[begin SELECTED EXTRACT]
Jump to content

Manucher Ghorbanifar

From Wikipedia, the free encyclopedia

This is an old revision of this page, as edited by GrouchoBot (talk | contribs) at 20:20, 3 February 2009 (robot Modifying: nl:Ghorbanifar). The present address (URL) is a permanent link to this revision, which may differ significantly from the current revision.

Manucher Ghorbanifar

Manucher Ghorbanifar (nickname Gorba) is an expatriate Iranian arms dealer. He is best known as a middleman in the Iran-Contra Affair during the Ronald Reagan presidency. He re-emerged in American politics during the lead-up to the 2003 invasion of Iraq during the first term of President George W. Bush as a back-channel intelligence source to certain Pentagon officials who desired regime change in Iran.

Iran-Contra

In the 1980s, Ghorbanifar's principal American contacts were National Security Council agents Oliver North and Michael Ledeen. Ledeen vouched for Ghorbanifar to National Security Advisor Robert McFarlane. Oliver North later claimed that Ghorbanifar had given him the idea for diverting profits from TOW and HAWK missile sales to Iran to the Nicaraguan Contras.

Ghorbanifar's suspected duplicity during the Iran-Contra deal led CIA Director William Casey to order three separate lie-detector tests, all of which he failed. Iranian officials also suspected Ghorbanifar of passing them forged American documents. The CIA issued a burn notice (or "Fabricator Notice") on Ghorbanifar in 1984, meaning he was regarded as an unreliable source of intelligence, and a 1987 congressional report on Iran-Contra cites the CIA warning that Ghorbanifar "should be regarded as an intelligence fabricator and a nuisance".
[end SELECTED EXTRACT]
[begin RECORDED DATA]
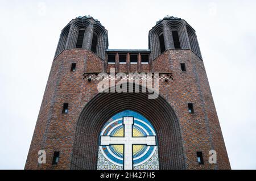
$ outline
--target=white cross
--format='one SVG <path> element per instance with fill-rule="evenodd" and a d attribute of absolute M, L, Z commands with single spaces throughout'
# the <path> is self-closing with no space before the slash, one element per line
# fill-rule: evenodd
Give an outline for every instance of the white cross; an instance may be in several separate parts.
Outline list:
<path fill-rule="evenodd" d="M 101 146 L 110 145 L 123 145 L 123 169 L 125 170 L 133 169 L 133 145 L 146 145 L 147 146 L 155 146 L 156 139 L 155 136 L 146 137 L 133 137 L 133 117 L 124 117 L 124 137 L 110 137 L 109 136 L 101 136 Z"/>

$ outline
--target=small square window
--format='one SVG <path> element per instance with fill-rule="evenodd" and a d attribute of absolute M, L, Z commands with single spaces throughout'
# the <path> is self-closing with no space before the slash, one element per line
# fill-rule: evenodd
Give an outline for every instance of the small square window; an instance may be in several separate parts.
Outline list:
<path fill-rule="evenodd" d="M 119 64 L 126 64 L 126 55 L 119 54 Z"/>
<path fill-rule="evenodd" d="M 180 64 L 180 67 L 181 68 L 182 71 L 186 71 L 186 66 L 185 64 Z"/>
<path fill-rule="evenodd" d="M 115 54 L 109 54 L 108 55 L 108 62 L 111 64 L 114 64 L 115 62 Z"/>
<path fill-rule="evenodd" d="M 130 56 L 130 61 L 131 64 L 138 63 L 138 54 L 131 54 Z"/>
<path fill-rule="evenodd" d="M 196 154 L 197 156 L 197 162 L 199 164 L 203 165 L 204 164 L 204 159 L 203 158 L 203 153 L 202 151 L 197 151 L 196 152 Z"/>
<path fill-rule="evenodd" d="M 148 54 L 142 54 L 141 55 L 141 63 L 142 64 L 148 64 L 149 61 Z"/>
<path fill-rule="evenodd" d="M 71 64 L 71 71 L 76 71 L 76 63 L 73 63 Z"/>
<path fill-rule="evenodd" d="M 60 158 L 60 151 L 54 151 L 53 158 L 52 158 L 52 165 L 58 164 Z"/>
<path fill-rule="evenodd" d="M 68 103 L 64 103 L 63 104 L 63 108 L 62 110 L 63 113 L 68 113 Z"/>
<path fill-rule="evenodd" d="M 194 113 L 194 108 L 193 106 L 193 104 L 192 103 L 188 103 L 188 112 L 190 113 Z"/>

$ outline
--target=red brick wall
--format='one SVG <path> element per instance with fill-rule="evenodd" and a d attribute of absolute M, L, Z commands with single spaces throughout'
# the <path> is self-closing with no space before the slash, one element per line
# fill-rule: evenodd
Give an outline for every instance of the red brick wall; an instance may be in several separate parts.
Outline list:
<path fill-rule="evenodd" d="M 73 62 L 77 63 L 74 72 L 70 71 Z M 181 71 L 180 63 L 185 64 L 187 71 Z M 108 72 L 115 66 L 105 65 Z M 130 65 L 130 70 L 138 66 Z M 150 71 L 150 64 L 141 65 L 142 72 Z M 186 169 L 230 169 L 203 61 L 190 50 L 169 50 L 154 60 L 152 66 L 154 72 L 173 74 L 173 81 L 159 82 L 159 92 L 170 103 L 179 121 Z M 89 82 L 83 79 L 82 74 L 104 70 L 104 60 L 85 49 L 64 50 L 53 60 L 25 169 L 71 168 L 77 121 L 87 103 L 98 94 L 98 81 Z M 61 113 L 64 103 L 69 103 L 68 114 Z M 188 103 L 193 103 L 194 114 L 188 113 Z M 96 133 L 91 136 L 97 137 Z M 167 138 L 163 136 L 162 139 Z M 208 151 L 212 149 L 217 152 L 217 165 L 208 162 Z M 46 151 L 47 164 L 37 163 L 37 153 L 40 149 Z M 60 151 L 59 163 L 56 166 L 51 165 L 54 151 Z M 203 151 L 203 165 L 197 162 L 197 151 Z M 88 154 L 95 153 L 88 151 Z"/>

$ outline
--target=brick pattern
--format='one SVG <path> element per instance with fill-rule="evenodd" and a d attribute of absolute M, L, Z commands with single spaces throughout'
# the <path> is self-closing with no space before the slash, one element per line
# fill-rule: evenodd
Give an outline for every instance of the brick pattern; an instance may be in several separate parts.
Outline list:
[end RECORDED DATA]
WHAT THIS EXERCISE ASKS |
a) Translate this sentence from the Manucher Ghorbanifar article into Spanish: "Ledeen vouched for Ghorbanifar to National Security Advisor Robert McFarlane."
b) Extract from the Manucher Ghorbanifar article everything from "This is an old" down to "change in Iran.".
Work only from the Manucher Ghorbanifar article.

PER-TASK OUTPUTS |
a) Ledeen respondió por Ghorbanifar ante el asesor de Seguridad Nacional Robert McFarlane.

b)
This is an old revision of this page, as edited by GrouchoBot (talk | contribs) at 20:20, 3 February 2009 (robot Modifying: nl:Ghorbanifar). The present address (URL) is a permanent link to this revision, which may differ significantly from the current revision.

Manucher Ghorbanifar

Manucher Ghorbanifar (nickname Gorba) is an expatriate Iranian arms dealer. He is best known as a middleman in the Iran-Contra Affair during the Ronald Reagan presidency. He re-emerged in American politics during the lead-up to the 2003 invasion of Iraq during the first term of President George W. Bush as a back-channel intelligence source to certain Pentagon officials who desired regime change in Iran.